◆ **Exercises to complete**:
- A) In the passage about Methods sections, transcribe the part that opens with the words containing "1. because it" and closes with "Guide to Writing.)".
- B) Condense the paragraph of the passage about Methods sections that begins "Knowing this doesn't meaningfully help someone replicate," keeping its main points.

◆ **Extract to read**:
Nearly every paper I’ve ever written includes a sentence something like this: “All statistical analyses were conducted in SAS version 8.02 (SAS Institute Inc., Cary, NC)*  But I’m not quite sure why.

Why might any procedural detail get mentioned in the Methods?  There are several answers to that, with the most common being:

  1. because it allows someone else to replicate our experiment;
  2. because it establishes authority of work that’s the credible product of an authentic scientist; or
  3. because it helps the reader understand the Results.

(There’s a 400-year history of hair-rending and teeth-gnashing over which of these matters most, and there’s a good case that we don’t act consistently with our beliefs about this.  I’ve explored the issue in an older blog post and in more depth in The Scientist’s Guide to Writing.)

Let’s apply these criteria. There’s a good reason you’ve never seen this sentence in a paper:

Data were recorded with a PentelTM #2 0.5 mm mechanical pencil on quad-ruled 8.5 × 11” Rite-in-the-RainTM paper.

Knowing this doesn’t meaningfully help someone replicate your experiment (although drawing a clear line under the list of details that are needed to “replicate” points out how peculiar our discourse can get around replication).  It won’t persuade anyone that our work should have authority, and it won’t help the reader understand the Results. So we keep these details to ourselves**.

◆ **Given entries**:
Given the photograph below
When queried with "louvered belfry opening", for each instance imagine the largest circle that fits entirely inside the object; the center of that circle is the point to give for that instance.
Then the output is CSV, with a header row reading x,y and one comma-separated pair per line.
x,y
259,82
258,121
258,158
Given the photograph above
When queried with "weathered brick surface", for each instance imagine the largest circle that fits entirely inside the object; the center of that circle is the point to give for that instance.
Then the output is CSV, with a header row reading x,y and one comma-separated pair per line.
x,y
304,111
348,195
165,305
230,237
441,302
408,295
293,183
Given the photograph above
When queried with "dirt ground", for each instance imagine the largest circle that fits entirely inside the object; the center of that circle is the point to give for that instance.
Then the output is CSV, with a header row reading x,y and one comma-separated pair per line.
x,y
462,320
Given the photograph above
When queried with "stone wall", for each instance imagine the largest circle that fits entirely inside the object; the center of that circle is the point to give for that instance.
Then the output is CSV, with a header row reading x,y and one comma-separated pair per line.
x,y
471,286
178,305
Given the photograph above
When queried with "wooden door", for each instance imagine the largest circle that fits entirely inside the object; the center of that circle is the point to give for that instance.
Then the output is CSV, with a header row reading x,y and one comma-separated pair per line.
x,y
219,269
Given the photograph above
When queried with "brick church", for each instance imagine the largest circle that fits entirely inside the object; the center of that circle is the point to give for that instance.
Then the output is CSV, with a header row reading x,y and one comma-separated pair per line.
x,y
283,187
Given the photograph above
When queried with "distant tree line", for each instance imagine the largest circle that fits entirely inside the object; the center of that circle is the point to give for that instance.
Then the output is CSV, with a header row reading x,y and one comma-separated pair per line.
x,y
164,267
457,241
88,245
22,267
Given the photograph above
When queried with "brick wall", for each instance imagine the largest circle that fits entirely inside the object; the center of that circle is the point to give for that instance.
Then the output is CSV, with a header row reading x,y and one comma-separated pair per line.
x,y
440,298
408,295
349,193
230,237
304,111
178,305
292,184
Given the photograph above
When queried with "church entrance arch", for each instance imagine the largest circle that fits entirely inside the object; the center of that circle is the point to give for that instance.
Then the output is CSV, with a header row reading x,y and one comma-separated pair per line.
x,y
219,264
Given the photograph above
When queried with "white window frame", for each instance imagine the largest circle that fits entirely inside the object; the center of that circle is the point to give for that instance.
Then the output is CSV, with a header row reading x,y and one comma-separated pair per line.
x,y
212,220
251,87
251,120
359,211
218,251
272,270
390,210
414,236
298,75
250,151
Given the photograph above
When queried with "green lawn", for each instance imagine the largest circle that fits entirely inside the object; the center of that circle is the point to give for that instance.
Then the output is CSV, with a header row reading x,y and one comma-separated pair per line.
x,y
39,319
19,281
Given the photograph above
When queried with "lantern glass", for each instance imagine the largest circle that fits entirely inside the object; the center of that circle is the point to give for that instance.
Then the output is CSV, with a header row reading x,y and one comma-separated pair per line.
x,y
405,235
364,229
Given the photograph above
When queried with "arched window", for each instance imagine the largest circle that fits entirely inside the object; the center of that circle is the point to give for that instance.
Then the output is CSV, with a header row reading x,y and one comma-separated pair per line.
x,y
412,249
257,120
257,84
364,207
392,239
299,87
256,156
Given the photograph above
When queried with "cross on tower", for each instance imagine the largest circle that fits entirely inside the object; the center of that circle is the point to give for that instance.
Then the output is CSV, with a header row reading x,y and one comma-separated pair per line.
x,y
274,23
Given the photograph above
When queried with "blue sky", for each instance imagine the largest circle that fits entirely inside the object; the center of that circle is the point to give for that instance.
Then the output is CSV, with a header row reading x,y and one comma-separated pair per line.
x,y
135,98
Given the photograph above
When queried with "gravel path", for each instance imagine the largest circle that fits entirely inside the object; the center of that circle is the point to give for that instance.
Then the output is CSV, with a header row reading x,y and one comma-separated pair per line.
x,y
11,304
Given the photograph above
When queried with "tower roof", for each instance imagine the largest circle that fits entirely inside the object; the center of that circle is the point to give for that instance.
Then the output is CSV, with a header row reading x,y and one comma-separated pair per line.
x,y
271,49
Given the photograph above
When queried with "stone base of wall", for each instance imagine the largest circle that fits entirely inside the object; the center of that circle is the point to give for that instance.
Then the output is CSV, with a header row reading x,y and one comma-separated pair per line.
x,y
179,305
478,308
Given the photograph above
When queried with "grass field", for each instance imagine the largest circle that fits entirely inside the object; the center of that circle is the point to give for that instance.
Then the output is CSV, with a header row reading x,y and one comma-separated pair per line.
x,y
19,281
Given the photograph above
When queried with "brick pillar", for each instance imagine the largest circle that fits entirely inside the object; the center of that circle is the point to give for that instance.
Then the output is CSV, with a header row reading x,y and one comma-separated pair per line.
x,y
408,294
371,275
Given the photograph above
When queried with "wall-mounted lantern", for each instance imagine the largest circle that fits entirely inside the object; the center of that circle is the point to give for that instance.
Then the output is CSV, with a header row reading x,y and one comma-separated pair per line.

◆ **Solutions to the tasks**:
- A)
1. because it allows someone else to replicate our experiment;
  2. because it establishes authority of work that’s the credible product of an authentic scientist; or
  3. because it helps the reader understand the Results.

(There’s a 400-year history of hair-rending and teeth-gnashing over which of these matters most, and there’s a good case that we don’t act consistently with our beliefs about this.  I’ve explored the issue in an older blog post and in more depth in The Scientist’s Guide to Writing.)

- B) Naming the pencil and paper used to record data doesn't meaningfully aid replication. Drawing a line under the details needed to "replicate" does show how peculiar talk about replication can get. The detail won't persuade anyone that the work has authority, and it won't help readers understand the Results, so such details are left out.